* **REQUIRED WORK**: Exactly as written, return the entries below, minus any pictures.

(Referring expression pointing data)
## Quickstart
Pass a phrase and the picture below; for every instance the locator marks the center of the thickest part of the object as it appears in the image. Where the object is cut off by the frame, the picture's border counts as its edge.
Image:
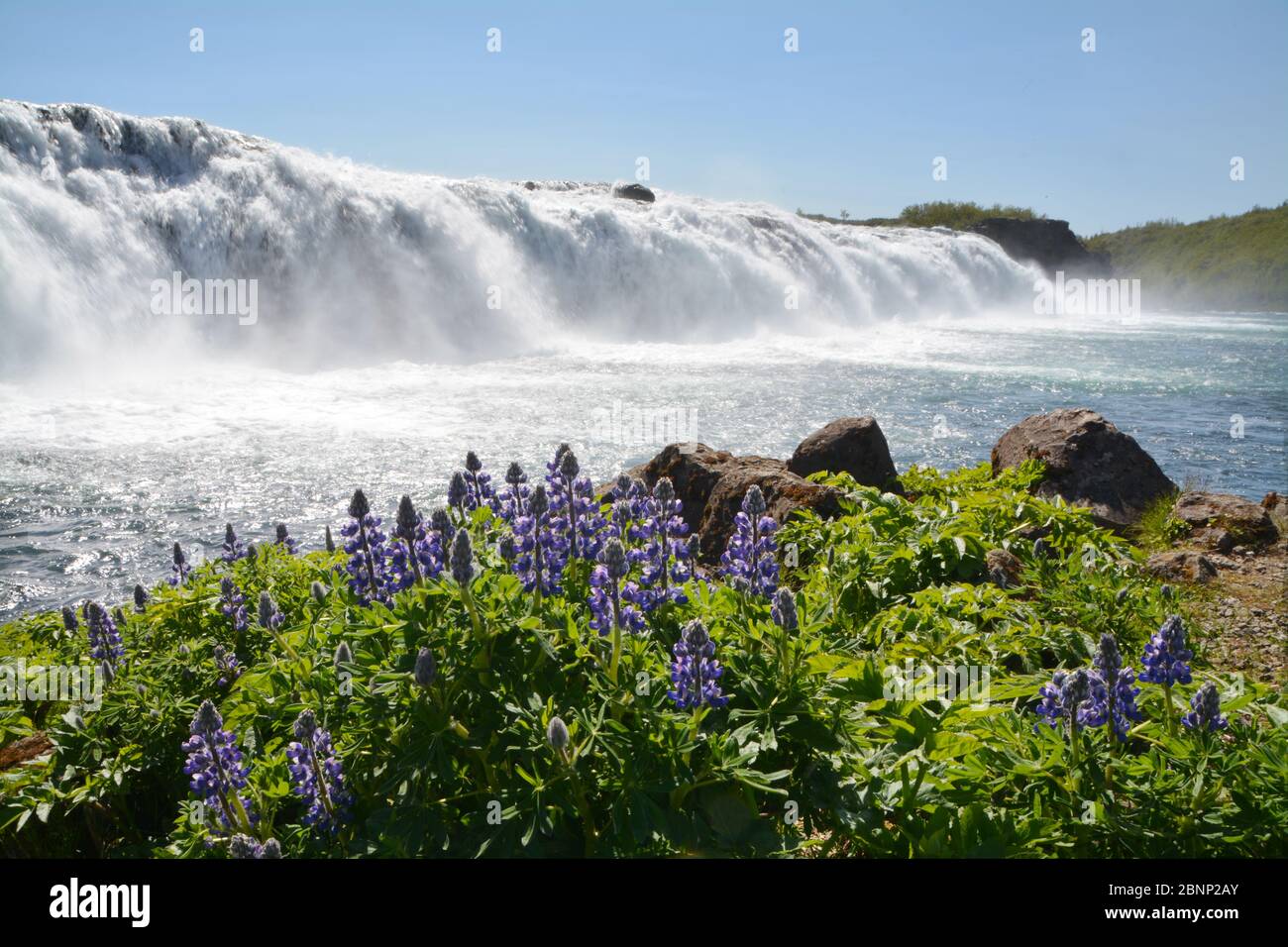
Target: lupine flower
(541, 548)
(1166, 655)
(463, 558)
(557, 733)
(233, 549)
(269, 615)
(417, 553)
(215, 770)
(748, 560)
(456, 492)
(1113, 692)
(232, 604)
(511, 500)
(665, 556)
(613, 604)
(366, 552)
(317, 775)
(180, 569)
(246, 847)
(1206, 710)
(572, 501)
(784, 611)
(227, 665)
(695, 672)
(426, 669)
(478, 484)
(284, 540)
(104, 641)
(1067, 698)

* **YOUR RESPONSE**:
## Quickstart
Pass a phrase and the picture below; for every instance the locator marks the center of the thickest part of the object as it appears in the image. Where the object is cut off by the frame, the picture's border counts as its edge.
Image:
Target: lupine flower
(541, 548)
(1166, 655)
(463, 558)
(557, 733)
(233, 549)
(269, 615)
(417, 553)
(215, 770)
(748, 560)
(456, 492)
(1113, 692)
(232, 604)
(511, 500)
(665, 556)
(613, 604)
(366, 552)
(317, 775)
(180, 569)
(246, 847)
(1206, 710)
(572, 501)
(784, 611)
(227, 665)
(695, 672)
(426, 669)
(478, 484)
(284, 540)
(104, 641)
(1067, 698)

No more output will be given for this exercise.